• [Selected text]
As voluminous as the HIPAA privacy rule is--368 pages of small type in the Federal Register, plus 92 more pages for the August 2002 modifications--some things still were left out.
For one thing, HHS does not define what constitutes a medical record anywhere in the HIPAA administrative simplification regulations.
Instead, individual organizations may determine their own core components of medical records. However, they must document the core record set and keep written and electronic copies of the documentation for six years, according to Richard Campanelli, director of the HHS Office of Civil Rights, which is responsible for enforcing civil provisions of the privacy rule.
Still, Campanelli says OCR will not review the documentation, even for enforcement purposes.

• [Study material]
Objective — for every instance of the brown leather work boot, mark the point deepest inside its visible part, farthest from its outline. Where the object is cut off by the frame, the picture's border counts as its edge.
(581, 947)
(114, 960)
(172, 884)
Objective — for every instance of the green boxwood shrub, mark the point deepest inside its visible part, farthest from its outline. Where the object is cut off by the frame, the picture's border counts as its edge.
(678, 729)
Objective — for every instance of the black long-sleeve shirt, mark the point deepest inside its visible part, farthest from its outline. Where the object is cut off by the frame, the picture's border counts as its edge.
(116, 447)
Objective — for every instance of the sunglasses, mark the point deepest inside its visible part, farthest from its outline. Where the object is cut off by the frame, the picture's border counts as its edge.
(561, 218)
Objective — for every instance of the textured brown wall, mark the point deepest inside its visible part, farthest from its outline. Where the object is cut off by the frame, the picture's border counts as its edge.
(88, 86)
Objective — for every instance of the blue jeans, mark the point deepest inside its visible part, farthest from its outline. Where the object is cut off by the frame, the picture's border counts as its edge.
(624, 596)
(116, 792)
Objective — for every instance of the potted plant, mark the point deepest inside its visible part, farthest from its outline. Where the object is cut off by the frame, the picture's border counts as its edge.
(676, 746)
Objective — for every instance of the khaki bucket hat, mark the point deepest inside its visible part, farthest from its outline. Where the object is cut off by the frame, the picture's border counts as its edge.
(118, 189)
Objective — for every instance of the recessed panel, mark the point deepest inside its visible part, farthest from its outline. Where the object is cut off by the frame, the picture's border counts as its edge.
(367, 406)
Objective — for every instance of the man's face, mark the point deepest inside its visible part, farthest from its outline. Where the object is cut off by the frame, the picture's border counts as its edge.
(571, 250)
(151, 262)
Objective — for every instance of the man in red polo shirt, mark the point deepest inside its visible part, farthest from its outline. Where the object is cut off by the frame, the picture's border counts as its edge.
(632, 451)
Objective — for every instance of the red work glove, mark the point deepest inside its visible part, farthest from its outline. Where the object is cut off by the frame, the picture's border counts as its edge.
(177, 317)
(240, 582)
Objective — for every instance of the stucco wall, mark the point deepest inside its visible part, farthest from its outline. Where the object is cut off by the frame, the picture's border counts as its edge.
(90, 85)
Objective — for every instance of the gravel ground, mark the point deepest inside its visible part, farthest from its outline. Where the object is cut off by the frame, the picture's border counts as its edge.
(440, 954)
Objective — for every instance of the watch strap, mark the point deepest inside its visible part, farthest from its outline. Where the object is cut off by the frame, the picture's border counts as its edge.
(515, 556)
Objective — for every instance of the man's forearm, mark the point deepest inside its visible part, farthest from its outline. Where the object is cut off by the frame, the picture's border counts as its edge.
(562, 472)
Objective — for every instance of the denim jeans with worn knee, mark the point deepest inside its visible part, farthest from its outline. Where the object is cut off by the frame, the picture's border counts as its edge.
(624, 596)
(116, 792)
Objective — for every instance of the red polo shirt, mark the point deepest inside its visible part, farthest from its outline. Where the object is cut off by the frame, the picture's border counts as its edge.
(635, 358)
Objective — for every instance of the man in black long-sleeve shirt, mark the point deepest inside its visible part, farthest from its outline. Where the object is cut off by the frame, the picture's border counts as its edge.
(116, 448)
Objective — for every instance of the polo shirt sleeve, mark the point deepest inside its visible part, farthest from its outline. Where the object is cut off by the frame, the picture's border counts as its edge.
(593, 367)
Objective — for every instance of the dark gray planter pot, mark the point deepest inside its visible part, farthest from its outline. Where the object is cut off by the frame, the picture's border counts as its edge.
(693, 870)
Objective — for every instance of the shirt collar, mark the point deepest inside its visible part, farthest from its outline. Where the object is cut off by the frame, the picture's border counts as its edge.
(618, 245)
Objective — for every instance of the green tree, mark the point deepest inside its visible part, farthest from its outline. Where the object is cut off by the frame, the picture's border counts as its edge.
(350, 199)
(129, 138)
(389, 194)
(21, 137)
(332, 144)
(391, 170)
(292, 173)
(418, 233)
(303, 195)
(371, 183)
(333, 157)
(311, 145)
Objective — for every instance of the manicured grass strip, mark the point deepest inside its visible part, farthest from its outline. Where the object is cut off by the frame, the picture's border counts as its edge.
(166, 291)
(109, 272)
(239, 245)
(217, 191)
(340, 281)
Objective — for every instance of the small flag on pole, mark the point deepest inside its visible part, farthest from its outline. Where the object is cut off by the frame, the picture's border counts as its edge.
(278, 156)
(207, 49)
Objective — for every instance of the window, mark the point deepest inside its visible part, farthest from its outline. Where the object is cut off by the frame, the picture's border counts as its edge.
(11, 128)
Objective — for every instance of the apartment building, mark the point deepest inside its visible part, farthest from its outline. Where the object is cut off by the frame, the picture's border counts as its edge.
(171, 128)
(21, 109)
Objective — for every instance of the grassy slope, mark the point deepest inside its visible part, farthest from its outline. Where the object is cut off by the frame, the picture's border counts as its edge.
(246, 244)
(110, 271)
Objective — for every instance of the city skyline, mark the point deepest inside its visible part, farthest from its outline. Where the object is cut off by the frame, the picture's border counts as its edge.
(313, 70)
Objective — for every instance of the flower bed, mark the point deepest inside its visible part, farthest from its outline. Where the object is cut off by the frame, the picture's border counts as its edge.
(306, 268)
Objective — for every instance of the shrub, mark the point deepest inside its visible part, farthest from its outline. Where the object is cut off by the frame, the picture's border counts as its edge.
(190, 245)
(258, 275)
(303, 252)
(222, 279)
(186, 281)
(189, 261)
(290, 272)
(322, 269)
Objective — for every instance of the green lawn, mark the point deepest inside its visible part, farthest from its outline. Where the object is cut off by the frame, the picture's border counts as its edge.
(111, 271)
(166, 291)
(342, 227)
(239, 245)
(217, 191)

* * *

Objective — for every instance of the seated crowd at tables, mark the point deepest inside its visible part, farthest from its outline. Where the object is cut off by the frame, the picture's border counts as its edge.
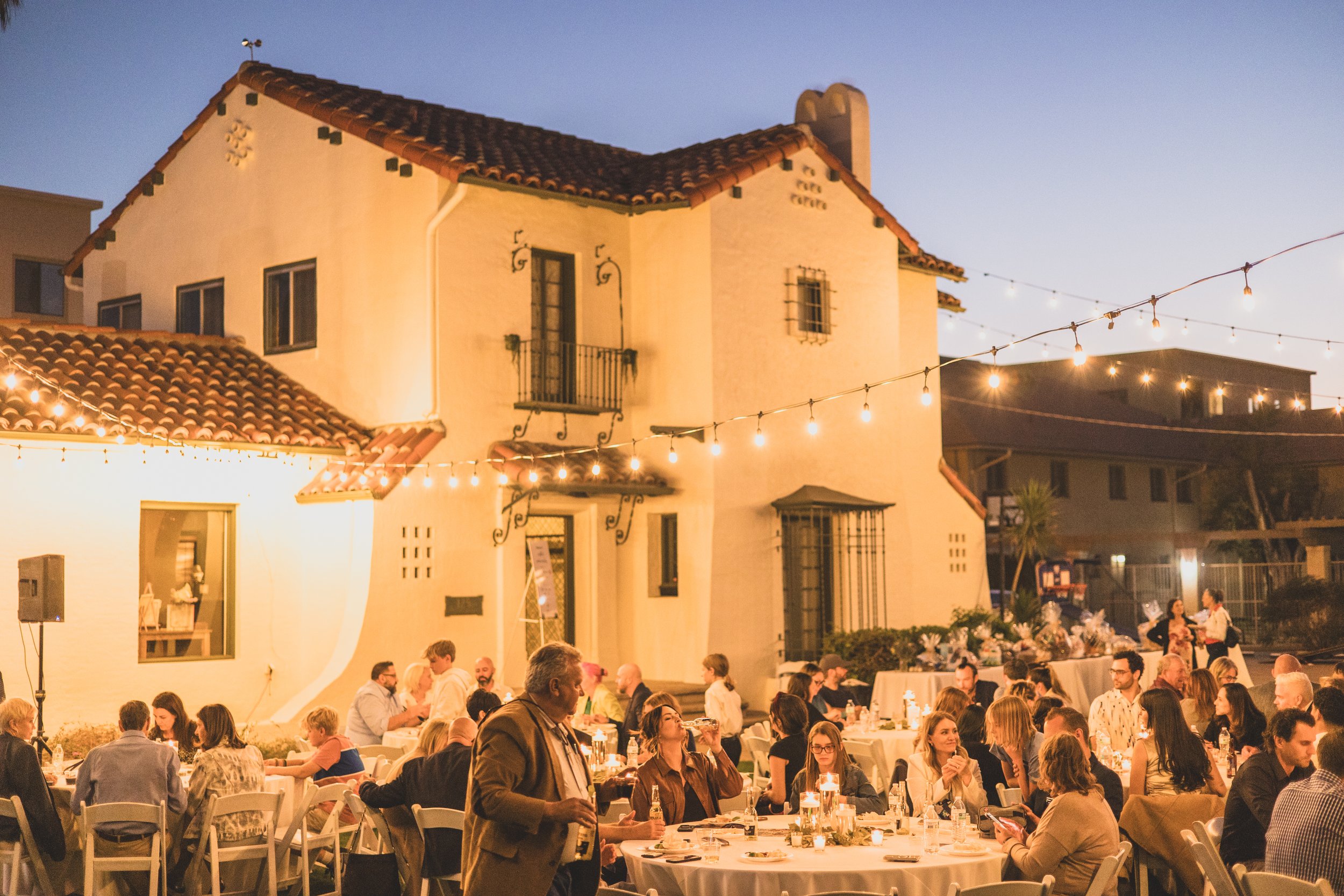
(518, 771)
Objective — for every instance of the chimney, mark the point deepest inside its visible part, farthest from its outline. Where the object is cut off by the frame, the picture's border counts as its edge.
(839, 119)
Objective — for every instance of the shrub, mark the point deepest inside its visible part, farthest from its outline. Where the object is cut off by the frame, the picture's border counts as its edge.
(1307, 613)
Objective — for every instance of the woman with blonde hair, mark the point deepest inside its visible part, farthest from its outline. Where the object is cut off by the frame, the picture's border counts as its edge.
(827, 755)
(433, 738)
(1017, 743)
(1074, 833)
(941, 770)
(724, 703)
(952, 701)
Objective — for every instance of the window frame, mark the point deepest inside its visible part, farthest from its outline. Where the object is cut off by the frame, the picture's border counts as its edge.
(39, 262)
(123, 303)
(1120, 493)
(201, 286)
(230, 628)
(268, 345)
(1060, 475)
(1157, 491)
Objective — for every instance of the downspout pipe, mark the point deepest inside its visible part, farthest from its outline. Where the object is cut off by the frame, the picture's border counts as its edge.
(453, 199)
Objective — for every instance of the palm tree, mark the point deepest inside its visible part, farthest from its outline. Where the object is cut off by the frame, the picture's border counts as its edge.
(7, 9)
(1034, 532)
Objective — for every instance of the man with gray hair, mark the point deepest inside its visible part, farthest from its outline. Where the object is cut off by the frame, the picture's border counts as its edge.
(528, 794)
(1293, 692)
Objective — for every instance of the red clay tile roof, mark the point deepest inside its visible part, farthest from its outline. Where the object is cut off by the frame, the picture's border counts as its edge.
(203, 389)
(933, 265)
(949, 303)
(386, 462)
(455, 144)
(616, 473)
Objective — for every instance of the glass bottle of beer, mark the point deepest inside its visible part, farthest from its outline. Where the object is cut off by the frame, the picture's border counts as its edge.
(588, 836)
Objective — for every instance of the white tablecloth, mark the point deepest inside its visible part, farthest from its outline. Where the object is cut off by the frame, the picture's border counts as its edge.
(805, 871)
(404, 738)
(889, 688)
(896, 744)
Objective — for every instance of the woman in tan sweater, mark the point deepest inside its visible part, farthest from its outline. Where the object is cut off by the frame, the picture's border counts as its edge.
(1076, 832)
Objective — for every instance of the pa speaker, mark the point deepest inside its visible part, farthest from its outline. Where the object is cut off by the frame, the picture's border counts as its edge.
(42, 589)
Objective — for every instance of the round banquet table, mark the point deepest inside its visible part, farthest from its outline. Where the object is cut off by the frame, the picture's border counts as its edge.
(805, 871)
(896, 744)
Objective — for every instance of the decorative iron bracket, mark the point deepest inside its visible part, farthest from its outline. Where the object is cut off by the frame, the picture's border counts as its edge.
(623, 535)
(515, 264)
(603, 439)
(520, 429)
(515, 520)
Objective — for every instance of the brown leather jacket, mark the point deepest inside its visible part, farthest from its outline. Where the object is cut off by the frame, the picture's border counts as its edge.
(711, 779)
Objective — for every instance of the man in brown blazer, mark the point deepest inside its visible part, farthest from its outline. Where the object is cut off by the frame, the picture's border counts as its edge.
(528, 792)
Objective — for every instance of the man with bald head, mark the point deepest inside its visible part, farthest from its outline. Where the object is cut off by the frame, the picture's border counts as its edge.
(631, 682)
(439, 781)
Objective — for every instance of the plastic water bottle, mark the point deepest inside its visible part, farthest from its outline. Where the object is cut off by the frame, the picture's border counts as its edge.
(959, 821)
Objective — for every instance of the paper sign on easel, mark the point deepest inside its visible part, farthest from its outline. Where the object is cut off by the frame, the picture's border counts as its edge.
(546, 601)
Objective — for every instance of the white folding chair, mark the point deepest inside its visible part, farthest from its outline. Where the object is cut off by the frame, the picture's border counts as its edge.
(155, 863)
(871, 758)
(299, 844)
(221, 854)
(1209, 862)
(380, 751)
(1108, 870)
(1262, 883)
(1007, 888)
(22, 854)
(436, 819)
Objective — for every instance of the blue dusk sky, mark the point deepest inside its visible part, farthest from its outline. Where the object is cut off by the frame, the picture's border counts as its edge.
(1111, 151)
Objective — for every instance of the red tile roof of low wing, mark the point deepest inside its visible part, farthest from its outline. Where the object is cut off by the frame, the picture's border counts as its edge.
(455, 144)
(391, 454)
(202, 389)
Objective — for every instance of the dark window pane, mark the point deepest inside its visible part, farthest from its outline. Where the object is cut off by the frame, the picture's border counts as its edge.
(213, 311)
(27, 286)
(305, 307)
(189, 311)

• [Exercise set]
**A)** For the HIPAA privacy rule passage above, mark each statement yes or no and quote the words from the passage that decide it. (i) HHS defines what a medical record is in the HIPAA administrative simplification regulations. (ii) Organizations must keep written and electronic copies of their core record set documentation for six years. (iii) OCR will review that documentation for enforcement purposes.
**B)** Go on with the HIPAA privacy rule passage from its last sentence.

• [Solved tasks]
**A)**
(i) No: "HHS does not define what constitutes a medical record anywhere in the HIPAA administrative simplification regulations."
(ii) Yes: "keep written and electronic copies of the documentation for six years"
(iii) No: "OCR will not review the documentation, even for enforcement purposes."

**B)**
IPAs and clinically integrated care settings such as hospitals with medical staffs of independent physicians--called "organized healthcare arrangements" (OHCAs) under HIPAA--may decide whether to allow each entity within the loose affiliation to decide to have individual privacy notices and business associate agreements or if they should work together. Either way, each unit under the OHCA umbrella is separately subject to enforcement liability, Campanelli says.
Enforcement itself, HHS says, will be driven by complaints and not by random audits of privacy practices. And even though OCR has published a "sample" form for reporting perceived HIPAA privacy violations, the rule does not prescribe what a complaint should include.
"The sample complaint form on the OCR Web site is just that," says OCR official David Mayer. "It is not a mandate."
Likewise, HHS is somewhat ambiguous about the privacy notice that covered healthcare entities must present to patients, and practices have responded differently.
The notice from Carle Clinic Association, Urbana, Ill., which has about 300 physicians, comes in at about 11 pages. Meanwhile, Martin's Point Health Care, a 30-physician practice in South Portland, Maine, has a seven-page document.